> **WHAT THIS TASK INVOLVES**: Repeat exactly every line that comes at or after the line containing "Target: ant silhouette", through the end of the entries below.

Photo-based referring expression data
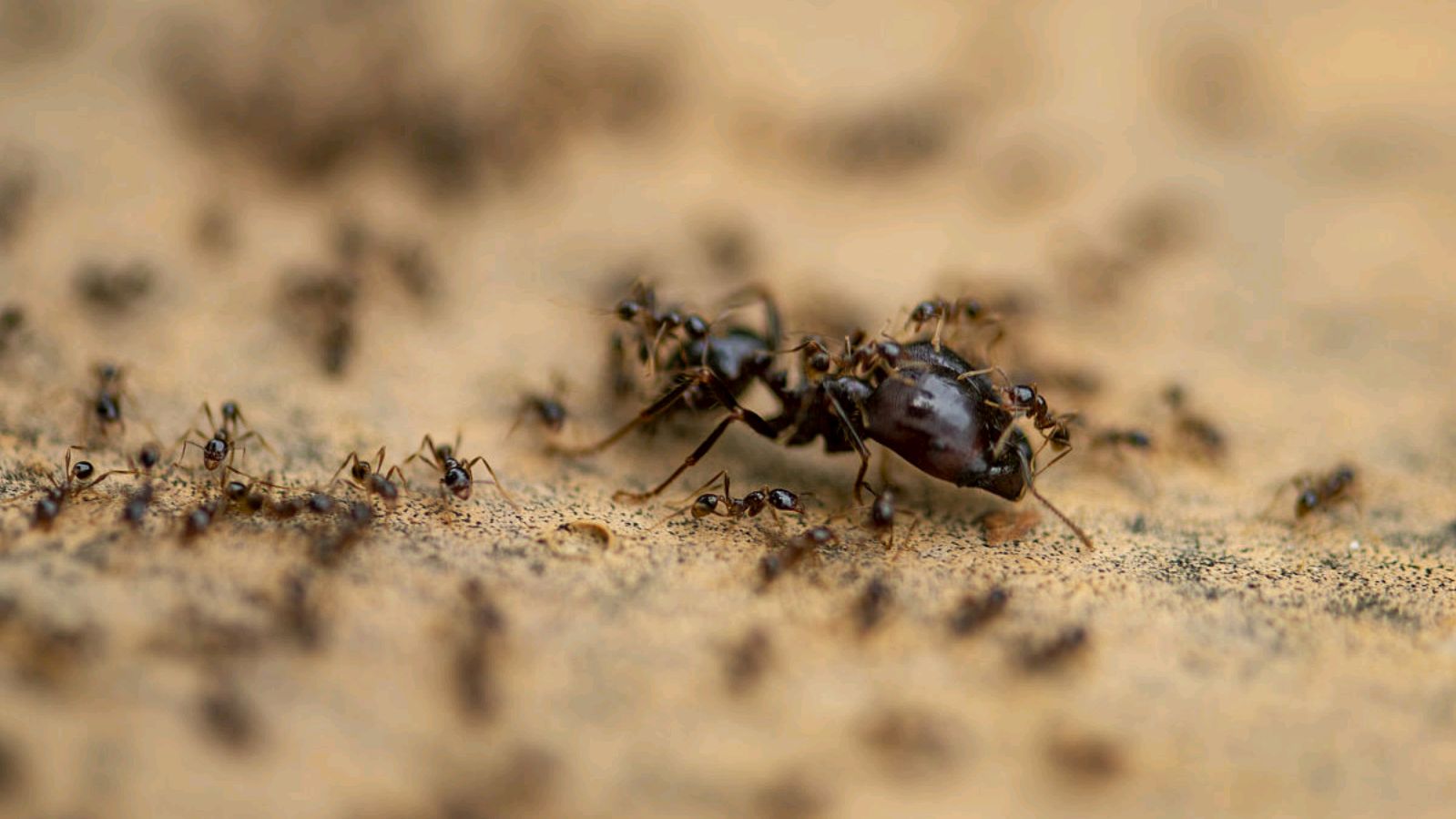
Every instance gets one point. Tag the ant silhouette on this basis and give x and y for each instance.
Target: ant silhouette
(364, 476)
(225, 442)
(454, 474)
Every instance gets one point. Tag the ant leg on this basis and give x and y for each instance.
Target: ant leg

> **ANSWER SPACE**:
Target: ant silhouette
(364, 476)
(225, 442)
(454, 474)
Every instance gets one point. Tag the ant leg on this basis and give x and y for each instance.
Target: ant leg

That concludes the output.